What to do: Copy out the lines starting with the line containing "of the dark" and going on through the line containing "<point>433,111</point>", replacing "pin" with "marker" and leaving everything else unchanged.

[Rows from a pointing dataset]

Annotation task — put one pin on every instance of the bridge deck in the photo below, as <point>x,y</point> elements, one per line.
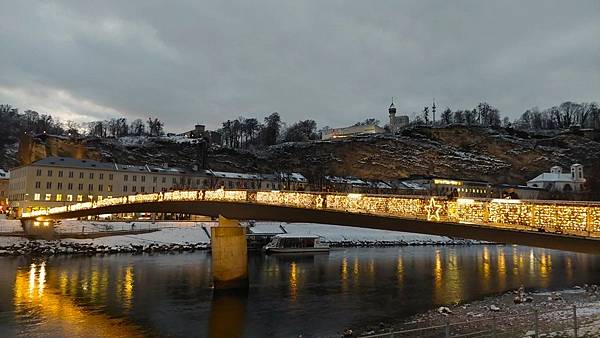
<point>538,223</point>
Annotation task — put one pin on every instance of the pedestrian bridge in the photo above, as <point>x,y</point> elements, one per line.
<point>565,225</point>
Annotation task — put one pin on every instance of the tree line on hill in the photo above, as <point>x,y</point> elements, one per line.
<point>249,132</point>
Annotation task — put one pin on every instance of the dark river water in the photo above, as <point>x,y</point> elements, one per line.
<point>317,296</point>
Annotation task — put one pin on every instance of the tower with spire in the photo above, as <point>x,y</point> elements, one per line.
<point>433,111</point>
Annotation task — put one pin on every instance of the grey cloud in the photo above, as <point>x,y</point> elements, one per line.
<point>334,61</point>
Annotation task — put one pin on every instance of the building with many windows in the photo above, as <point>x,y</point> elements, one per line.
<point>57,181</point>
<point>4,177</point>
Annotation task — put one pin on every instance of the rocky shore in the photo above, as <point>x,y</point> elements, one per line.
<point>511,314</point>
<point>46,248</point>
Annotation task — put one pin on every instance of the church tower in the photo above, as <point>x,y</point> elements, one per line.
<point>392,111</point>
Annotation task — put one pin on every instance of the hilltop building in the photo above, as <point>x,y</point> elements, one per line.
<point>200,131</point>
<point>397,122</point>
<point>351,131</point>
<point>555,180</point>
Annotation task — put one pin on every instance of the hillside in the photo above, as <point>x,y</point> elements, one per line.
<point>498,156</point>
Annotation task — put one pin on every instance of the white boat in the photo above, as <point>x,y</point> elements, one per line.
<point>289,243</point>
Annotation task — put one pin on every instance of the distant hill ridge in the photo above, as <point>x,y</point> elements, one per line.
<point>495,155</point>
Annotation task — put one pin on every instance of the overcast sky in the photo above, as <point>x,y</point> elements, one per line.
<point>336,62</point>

* * *

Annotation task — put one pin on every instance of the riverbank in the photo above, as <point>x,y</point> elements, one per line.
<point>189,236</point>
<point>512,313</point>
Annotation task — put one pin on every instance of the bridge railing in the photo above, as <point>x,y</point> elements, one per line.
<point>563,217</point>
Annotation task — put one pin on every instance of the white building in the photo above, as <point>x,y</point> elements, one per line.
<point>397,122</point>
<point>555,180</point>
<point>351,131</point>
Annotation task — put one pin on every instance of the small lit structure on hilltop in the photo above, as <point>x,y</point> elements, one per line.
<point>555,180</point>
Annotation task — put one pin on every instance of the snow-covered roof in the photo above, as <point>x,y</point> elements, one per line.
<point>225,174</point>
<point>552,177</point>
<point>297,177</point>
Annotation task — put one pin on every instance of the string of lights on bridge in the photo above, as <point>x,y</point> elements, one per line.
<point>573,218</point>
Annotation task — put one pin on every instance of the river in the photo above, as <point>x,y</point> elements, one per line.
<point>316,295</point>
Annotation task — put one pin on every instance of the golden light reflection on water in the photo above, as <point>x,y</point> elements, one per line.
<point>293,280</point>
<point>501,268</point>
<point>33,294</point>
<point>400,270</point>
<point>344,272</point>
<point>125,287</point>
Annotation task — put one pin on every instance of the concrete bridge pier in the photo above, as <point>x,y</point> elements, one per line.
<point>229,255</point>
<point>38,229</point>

Response:
Annotation task — put one marker on every instance of the dark river water in the photo above, as <point>x,y</point> elements, one per line.
<point>317,296</point>
Annotation task — put one marker on every instance of the tower with spire in the photo above, as <point>x,y</point> elements, one per line.
<point>433,111</point>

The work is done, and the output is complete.